* _Your goal_:
From the journal entry, quote the passage between "First my diet." and "control myself some.", inclusive.

* _Passage shown_:
Im sorry I havnt written the past 3 weeks and Im aware that Beliefnet wont be here in a week.I will go ahead and get the private journal Ill start using put the link up tomarrow so I dont lose touch.



So anyways no I had bad bronchitis the past 2 weeks, I may still have it so Ive been really out of it.But then today I started having a tummy virus which i wont give the yucky details for but sick as a dog but Ill write anyways.


First my diet. I came to terms with myself a couple of weeks ago that I cant avoid carbs and good food. I was up to 317 now probably 323 by now but Ive been gaining slowly so.


I figured I could do one or 2 things try to eat what I want in small amounts maybe exercise an hour a day on top of it and lose 2-4 pounds a month.


I could also just eat everything I want and exercise and hope to lose 1 or 2 pounds a month but I dont know that would work.


I got off on that idea the past week or two and Ive been binge eating bad.I cant stand how I feel after a binge its dangerous. I need to at leaste if nothing else,be able to eat small amounts of what i eat control myself some.

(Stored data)
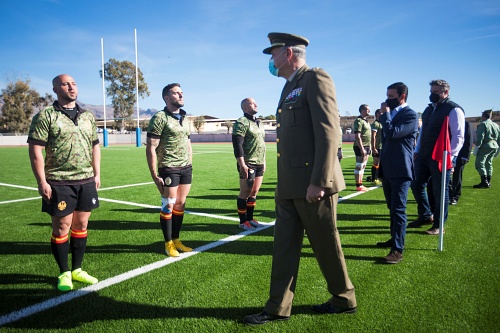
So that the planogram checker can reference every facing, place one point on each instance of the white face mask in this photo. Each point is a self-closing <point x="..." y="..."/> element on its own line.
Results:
<point x="272" y="69"/>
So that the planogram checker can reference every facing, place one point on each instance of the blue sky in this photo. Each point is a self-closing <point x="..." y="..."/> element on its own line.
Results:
<point x="214" y="48"/>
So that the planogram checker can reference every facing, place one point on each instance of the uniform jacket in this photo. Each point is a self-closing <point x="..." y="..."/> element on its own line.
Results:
<point x="308" y="131"/>
<point x="398" y="142"/>
<point x="467" y="146"/>
<point x="488" y="134"/>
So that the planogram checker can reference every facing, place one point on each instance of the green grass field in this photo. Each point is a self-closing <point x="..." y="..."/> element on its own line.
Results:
<point x="141" y="290"/>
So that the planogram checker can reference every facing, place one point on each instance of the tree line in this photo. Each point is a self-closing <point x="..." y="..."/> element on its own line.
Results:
<point x="21" y="101"/>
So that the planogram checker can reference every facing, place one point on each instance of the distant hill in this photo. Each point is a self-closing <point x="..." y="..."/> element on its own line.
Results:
<point x="97" y="110"/>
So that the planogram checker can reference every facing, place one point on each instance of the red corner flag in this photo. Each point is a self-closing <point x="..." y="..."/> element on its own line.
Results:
<point x="443" y="144"/>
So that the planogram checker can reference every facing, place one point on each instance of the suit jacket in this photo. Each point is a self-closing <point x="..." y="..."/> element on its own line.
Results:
<point x="398" y="142"/>
<point x="308" y="131"/>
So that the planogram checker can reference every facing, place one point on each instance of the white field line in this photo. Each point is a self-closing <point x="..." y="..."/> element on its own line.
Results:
<point x="53" y="302"/>
<point x="124" y="186"/>
<point x="19" y="200"/>
<point x="19" y="186"/>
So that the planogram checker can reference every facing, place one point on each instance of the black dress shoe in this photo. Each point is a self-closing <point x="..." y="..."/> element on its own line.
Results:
<point x="385" y="244"/>
<point x="329" y="308"/>
<point x="262" y="318"/>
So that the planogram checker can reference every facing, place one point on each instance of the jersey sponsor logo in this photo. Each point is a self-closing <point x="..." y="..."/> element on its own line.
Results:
<point x="61" y="205"/>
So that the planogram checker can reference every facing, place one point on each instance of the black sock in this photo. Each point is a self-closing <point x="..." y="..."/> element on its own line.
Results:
<point x="251" y="203"/>
<point x="166" y="223"/>
<point x="78" y="245"/>
<point x="242" y="209"/>
<point x="60" y="250"/>
<point x="177" y="218"/>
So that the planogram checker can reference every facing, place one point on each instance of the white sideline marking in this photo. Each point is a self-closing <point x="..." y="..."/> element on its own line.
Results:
<point x="19" y="200"/>
<point x="53" y="302"/>
<point x="355" y="194"/>
<point x="19" y="186"/>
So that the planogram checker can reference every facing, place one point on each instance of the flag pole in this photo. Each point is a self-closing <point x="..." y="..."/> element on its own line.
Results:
<point x="105" y="130"/>
<point x="442" y="199"/>
<point x="138" y="129"/>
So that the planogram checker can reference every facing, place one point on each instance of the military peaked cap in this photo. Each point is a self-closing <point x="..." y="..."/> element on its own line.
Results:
<point x="278" y="39"/>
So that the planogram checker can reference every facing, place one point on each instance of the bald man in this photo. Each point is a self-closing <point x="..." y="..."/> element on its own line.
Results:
<point x="68" y="177"/>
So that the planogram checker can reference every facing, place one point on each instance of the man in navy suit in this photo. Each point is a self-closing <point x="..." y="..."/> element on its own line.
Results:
<point x="399" y="130"/>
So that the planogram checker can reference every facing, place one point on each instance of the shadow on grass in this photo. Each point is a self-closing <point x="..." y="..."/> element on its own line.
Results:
<point x="94" y="308"/>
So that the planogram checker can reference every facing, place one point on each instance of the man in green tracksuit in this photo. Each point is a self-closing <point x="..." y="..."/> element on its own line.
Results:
<point x="487" y="147"/>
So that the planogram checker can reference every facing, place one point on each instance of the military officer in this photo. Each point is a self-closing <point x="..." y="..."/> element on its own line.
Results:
<point x="487" y="147"/>
<point x="309" y="179"/>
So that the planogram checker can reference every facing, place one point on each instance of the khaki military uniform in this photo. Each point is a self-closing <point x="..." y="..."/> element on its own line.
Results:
<point x="487" y="141"/>
<point x="308" y="130"/>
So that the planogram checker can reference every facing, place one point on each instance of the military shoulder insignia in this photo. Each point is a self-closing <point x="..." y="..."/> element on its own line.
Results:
<point x="293" y="95"/>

* _Reply to the exercise_:
First my diet. I came to terms with myself a couple of weeks ago that I cant avoid carbs and good food. I was up to 317 now probably 323 by now but Ive been gaining slowly so.


I figured I could do one or 2 things try to eat what I want in small amounts maybe exercise an hour a day on top of it and lose 2-4 pounds a month.


I could also just eat everything I want and exercise and hope to lose 1 or 2 pounds a month but I dont know that would work.


I got off on that idea the past week or two and Ive been binge eating bad.I cant stand how I feel after a binge its dangerous. I need to at leaste if nothing else,be able to eat small amounts of what i eat control myself some.